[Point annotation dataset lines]

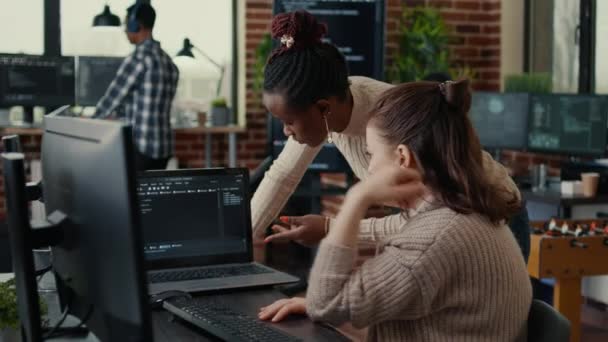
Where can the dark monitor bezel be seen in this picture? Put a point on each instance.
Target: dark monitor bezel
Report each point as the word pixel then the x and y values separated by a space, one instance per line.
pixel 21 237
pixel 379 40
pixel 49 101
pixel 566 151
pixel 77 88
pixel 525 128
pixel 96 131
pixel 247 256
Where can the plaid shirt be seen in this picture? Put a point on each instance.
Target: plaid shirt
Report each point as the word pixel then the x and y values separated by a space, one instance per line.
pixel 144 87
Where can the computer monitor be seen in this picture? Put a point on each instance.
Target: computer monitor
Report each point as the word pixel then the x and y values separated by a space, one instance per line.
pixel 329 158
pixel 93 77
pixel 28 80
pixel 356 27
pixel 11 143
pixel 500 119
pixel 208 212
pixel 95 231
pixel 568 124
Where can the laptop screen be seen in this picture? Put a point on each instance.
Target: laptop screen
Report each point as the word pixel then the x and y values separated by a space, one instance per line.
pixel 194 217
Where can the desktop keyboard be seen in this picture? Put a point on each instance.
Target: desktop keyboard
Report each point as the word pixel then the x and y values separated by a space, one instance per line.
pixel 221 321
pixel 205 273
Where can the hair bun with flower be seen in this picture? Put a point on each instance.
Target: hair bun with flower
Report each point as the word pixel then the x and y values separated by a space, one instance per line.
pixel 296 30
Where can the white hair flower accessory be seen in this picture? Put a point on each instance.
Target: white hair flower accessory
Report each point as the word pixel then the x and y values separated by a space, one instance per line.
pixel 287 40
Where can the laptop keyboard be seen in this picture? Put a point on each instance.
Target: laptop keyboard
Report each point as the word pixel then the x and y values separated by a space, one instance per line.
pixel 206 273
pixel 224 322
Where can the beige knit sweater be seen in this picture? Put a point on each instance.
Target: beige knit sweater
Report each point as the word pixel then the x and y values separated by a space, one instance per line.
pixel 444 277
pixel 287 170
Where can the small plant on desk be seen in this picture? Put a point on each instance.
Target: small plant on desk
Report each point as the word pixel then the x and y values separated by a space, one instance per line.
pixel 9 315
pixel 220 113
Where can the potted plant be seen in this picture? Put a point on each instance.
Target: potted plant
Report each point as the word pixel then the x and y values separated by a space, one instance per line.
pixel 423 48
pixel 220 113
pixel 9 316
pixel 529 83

### What you have to do
Copy every line above word for word, leaving out the pictures.

### Task output
Where can the dark monitor bezel be seen in this picture? Put a point on each instance.
Target: dark monitor bezel
Report each point as the word pixel then the x and y values separated by a space, one instance per line.
pixel 21 237
pixel 379 40
pixel 49 101
pixel 566 151
pixel 77 88
pixel 525 128
pixel 96 131
pixel 247 256
Where can the plaid shirt be seen in this picture? Put a point on each instance.
Target: plaid shirt
Report each point as the word pixel then the x and y values separated by a space, one instance per line.
pixel 144 87
Where can the computer monitor be seen in this picture? Put a point on each instance.
Target: computer monitor
Report each point as the word pixel then the x and y values separated by a space, one instance per line.
pixel 329 158
pixel 93 77
pixel 28 80
pixel 356 27
pixel 11 143
pixel 500 119
pixel 208 212
pixel 95 231
pixel 568 124
Where can the laptop screen be seen in this picture? Put a point on each instance.
Target: laptop screen
Report each point as the word pixel then the x and y values separated by a space, one instance per line.
pixel 194 217
Where can the desktop keyboard be seen in this picture? Put a point on each instance.
Target: desktop keyboard
Report each point as the word pixel then the x and y values separated by a space, one instance per line.
pixel 221 321
pixel 205 273
Where can the hair bun with flower be seen in this picture? Put a point on each instance.
Target: hair bun with flower
Report each point as the word pixel then the x and y values separated by a space, one instance per line.
pixel 296 30
Where can the white hair flower accessory be seen in this picture? Put a point on each instance.
Target: white hair flower accessory
Report each point as the word pixel then the x and y values separated by a space, one instance per line.
pixel 287 40
Where can the laptop keyboard be seen in this picture? Put a point on each instance.
Target: laptop keyboard
Report each point as the word pixel then the x and y values separated by a space, one instance per line.
pixel 206 273
pixel 224 322
Where can the beige knit sweater be seen in this picture? Put a point on each instance.
Target: beige knit sweater
Report each point as the word pixel then the x and y values separated by a space, one instance per line.
pixel 444 277
pixel 287 170
Where can the small plant on desk be seen in this picture? Put a point on each instance.
Target: small plant on desk
Report each point as the word pixel then the x and y values separated by a space, one instance per line.
pixel 9 315
pixel 220 113
Where can the potted plant be seen in this picture? Put a point on each instance.
Target: potted plant
Report each point as the word pixel then the x and y values separated by a space, one instance per line.
pixel 423 48
pixel 220 113
pixel 9 316
pixel 529 83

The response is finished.